# Engine block and Valve cover bolts rusted. Normal??



## Robby (Mar 1, 2013)

Sadly, normal......steel being steel in a sometimes damp (or salty) environment.

Don't spend too much time looking under the car......It'll likely be nasty down there.

Rob


----------



## Blasirl (Mar 31, 2015)

Looks pretty clean. Have you used any chemical cleaners on it? I find many items on mine that are rusting. On my 2014 LT the screws for the reverse lights were rusted to beat all **** in 2014! The dealer just shrugged at me and this was just days after I purchased it. I have since replaced them with stainless screw. All I can say is if your worried, start cleaning / de-rusting stuff now. It is only going to get worse especially if you are in the rust belt like I am.


----------



## gt_cristian (Apr 7, 2012)

[Object location annotation data]
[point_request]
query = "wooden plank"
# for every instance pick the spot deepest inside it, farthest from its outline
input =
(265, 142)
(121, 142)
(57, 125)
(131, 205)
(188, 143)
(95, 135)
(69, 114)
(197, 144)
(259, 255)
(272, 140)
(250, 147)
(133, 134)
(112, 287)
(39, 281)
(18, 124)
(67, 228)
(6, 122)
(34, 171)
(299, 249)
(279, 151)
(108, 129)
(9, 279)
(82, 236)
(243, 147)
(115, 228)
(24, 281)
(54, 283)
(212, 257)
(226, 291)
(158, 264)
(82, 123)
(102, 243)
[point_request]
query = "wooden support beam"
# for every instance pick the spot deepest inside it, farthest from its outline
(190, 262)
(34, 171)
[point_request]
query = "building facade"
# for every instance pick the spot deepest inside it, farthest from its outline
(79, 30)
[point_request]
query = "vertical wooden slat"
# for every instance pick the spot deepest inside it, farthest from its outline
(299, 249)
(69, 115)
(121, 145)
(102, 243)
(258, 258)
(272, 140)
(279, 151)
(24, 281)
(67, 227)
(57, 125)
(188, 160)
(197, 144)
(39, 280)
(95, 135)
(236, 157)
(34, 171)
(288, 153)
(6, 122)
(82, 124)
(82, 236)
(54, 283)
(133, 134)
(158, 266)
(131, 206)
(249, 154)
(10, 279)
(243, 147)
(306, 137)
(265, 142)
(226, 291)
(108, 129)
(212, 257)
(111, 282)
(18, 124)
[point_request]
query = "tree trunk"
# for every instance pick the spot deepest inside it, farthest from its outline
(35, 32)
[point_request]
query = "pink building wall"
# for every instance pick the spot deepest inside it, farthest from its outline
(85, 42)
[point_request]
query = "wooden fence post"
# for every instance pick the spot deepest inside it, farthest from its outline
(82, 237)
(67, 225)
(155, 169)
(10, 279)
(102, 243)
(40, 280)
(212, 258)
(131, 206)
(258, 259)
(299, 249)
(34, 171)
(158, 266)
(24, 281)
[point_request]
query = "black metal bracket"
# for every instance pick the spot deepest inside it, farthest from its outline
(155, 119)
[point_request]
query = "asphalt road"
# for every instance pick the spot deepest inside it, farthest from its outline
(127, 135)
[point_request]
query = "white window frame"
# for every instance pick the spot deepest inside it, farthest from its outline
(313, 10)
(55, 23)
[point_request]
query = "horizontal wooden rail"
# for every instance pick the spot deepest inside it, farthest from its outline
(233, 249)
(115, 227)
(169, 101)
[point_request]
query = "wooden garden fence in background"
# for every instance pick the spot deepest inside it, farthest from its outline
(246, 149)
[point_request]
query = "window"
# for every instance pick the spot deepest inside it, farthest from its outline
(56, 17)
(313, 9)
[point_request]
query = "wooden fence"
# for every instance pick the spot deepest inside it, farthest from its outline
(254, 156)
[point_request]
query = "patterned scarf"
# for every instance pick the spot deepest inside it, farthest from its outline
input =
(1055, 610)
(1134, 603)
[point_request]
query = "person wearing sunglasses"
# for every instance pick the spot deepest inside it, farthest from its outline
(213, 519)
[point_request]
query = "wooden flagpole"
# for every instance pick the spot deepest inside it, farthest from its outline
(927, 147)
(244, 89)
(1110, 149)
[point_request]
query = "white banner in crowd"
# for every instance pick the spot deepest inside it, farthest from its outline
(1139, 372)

PARTS OF THE EXERCISE
[A] Find each line in the rows that contains the string "wooden", treating case as significant, and copy those lines.
[B] Pick up the forum thread on rusted engine block and valve cover bolts from the point where it stops.

RESPONSES PER TASK
[A]
query = "wooden plank"
query = "wooden support beam"
query = "vertical wooden slat"
query = "wooden fence post"
query = "horizontal wooden rail"
query = "wooden garden fence in background"
query = "wooden fence"
query = "wooden flagpole"

[B]
I never used any cleaning products inside the engine compartment. Only warm water and some car wash soap from time to time to clean off dirt where I can. I live in Canada and I always do my rustproofing every year. But they only treat the panels and underneath. I wonder if I should apply rustproofing grease elsewhere, and if it is safe to do so.


----------



## Blasirl (Mar 31, 2015)

If you're careful on applying it, after you clean something, you can clear coat it. It will last for awhile, but not forever. A little dielectric grease on some items also works. You need to understand the effects of what you use on what parts though first.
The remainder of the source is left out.